* _Written task 1_
Output the part of the diamonds notebook code starting at "df.drop(columns=['Unnamed: 0'], inplace=True)" and ending at "cuts = list(df['cut'].unique())".

* _Excerpted text_
========================================================================

In [1]:
import pandas as pd

from sklearn.preprocessing import StandardScaler
from sklearn.preprocessing import MinMaxScaler
from sklearn.preprocessing import RobustScaler
import matplotlib.pyplot as plt

In [2]:
df = pd.read_csv('../data/diamonds_train.csv')
df.drop(columns=['Unnamed: 0'], inplace=True)
df.head(5)

Unnamed: 0,carat,cut,color,clarity,depth,table,x,y,z,city,price
0,1.21,Premium,J,VS2,62.4,58.0,6.83,6.79,4.25,Dubai,4268
1,0.32,Very Good,H,VS2,63.0,57.0,4.35,4.38,2.75,Kimberly,505
2,0.71,Fair,G,VS1,65.5,55.0,5.62,5.53,3.65,Las Vegas,2686
3,0.41,Good,D,SI1,63.8,56.0,4.68,4.72,3.0,Kimberly,738
4,1.02,Ideal,G,SI1,60.5,59.0,6.55,6.51,3.95,Dubai,4882


In [3]:
cuts = list(df['cut'].unique())
colors = list(df['color'].unique())
clarities = list(df['clarity'].unique())
cities = list(df['city'].unique())
clar_no_i1 = clarities.copy()
clar_no_i1.remove('I1')

========================================================================

Data records:

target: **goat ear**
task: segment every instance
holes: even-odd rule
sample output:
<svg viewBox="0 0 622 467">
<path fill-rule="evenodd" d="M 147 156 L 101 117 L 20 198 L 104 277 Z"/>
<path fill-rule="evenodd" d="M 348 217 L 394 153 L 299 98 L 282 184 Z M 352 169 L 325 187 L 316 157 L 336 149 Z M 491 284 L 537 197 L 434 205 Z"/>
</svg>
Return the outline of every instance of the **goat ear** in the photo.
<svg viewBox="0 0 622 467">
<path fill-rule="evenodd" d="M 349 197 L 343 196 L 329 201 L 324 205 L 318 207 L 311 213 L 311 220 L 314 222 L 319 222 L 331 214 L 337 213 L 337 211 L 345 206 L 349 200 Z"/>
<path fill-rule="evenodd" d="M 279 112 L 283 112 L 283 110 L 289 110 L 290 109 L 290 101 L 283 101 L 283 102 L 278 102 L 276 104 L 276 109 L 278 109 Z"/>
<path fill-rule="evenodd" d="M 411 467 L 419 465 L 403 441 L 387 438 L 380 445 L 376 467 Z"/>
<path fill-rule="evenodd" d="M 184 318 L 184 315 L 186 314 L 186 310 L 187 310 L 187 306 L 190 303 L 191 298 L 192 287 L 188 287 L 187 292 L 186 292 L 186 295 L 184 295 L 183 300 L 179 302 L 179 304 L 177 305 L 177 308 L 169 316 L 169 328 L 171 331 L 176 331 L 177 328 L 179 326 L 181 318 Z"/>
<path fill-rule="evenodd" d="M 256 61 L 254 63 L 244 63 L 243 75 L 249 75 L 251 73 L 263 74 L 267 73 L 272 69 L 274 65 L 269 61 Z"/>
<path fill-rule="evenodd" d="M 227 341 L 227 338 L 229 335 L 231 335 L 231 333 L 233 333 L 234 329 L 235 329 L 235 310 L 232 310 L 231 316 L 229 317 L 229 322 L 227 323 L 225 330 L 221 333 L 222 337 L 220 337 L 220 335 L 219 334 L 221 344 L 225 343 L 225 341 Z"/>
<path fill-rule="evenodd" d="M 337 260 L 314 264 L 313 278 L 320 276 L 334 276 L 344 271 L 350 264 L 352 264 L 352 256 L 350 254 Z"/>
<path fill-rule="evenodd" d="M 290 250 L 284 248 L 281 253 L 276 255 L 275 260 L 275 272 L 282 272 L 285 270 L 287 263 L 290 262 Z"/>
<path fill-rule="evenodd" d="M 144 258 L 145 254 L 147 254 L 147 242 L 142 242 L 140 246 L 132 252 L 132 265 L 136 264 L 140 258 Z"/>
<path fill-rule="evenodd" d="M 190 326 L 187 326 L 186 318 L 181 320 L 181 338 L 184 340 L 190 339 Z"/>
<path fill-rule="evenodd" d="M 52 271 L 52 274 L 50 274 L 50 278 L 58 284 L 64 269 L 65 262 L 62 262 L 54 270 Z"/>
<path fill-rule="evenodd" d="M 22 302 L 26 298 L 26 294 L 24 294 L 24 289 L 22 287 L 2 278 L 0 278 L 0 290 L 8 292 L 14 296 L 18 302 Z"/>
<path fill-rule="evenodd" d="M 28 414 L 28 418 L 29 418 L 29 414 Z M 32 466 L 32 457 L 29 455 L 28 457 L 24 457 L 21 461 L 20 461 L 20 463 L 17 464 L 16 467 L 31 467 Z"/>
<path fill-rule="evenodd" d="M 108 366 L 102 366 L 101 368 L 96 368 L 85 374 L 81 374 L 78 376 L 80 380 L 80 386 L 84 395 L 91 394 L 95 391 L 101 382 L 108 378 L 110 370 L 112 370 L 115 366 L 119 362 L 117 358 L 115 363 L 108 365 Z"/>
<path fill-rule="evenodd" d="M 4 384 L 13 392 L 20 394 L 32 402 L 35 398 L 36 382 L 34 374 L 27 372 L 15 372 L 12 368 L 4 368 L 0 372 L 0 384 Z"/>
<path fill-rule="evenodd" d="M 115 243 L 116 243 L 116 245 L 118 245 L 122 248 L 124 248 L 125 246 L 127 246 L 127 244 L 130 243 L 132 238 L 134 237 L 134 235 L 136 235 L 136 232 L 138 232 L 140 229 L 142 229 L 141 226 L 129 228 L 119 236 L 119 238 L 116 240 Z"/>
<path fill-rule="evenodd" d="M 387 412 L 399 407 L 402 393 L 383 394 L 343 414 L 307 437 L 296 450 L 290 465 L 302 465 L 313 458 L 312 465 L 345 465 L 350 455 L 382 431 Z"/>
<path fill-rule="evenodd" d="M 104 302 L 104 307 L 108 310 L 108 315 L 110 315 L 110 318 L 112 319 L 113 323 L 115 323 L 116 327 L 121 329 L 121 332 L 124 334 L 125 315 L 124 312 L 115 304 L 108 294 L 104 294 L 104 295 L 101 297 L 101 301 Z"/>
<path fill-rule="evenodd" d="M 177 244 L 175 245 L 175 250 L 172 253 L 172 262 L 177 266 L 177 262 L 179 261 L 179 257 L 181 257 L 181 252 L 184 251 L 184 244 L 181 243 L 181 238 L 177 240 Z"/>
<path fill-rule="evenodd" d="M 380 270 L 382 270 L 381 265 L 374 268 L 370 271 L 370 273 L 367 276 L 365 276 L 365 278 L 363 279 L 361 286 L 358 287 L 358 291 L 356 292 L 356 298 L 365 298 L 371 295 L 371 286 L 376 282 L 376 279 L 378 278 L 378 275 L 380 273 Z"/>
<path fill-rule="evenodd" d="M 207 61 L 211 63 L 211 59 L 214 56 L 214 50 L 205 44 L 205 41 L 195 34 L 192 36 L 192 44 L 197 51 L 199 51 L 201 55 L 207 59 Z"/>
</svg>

========================================================================

* _Written task 2_
Substitute "sheep ear" for "goat ear" in the rows, starting at the first line of the rows and ending at the line that contains "411 467 L 419", and give back only those lines with nothing else changed.

* _Task solution 1_
df.drop(columns=['Unnamed: 0'], inplace=True)
df.head(5)

Unnamed: 0,carat,cut,color,clarity,depth,table,x,y,z,city,price
0,1.21,Premium,J,VS2,62.4,58.0,6.83,6.79,4.25,Dubai,4268
1,0.32,Very Good,H,VS2,63.0,57.0,4.35,4.38,2.75,Kimberly,505
2,0.71,Fair,G,VS1,65.5,55.0,5.62,5.53,3.65,Las Vegas,2686
3,0.41,Good,D,SI1,63.8,56.0,4.68,4.72,3.0,Kimberly,738
4,1.02,Ideal,G,SI1,60.5,59.0,6.55,6.51,3.95,Dubai,4882


In [3]:
cuts = list(df['cut'].unique())

* _Task solution 2_
target: **sheep ear**
task: segment every instance
holes: even-odd rule
sample output:
<svg viewBox="0 0 622 467">
<path fill-rule="evenodd" d="M 147 156 L 101 117 L 20 198 L 104 277 Z"/>
<path fill-rule="evenodd" d="M 348 217 L 394 153 L 299 98 L 282 184 Z M 352 169 L 325 187 L 316 157 L 336 149 Z M 491 284 L 537 197 L 434 205 Z"/>
</svg>
Return the outline of every instance of the **sheep ear** in the photo.
<svg viewBox="0 0 622 467">
<path fill-rule="evenodd" d="M 349 197 L 343 196 L 329 201 L 324 205 L 318 207 L 311 213 L 311 220 L 314 222 L 319 222 L 331 214 L 337 213 L 337 211 L 345 206 L 349 200 Z"/>
<path fill-rule="evenodd" d="M 279 112 L 283 112 L 283 110 L 289 110 L 290 109 L 290 101 L 283 101 L 283 102 L 278 102 L 276 104 L 276 109 L 278 109 Z"/>
<path fill-rule="evenodd" d="M 411 467 L 419 465 L 403 441 L 387 438 L 380 445 L 376 467 Z"/>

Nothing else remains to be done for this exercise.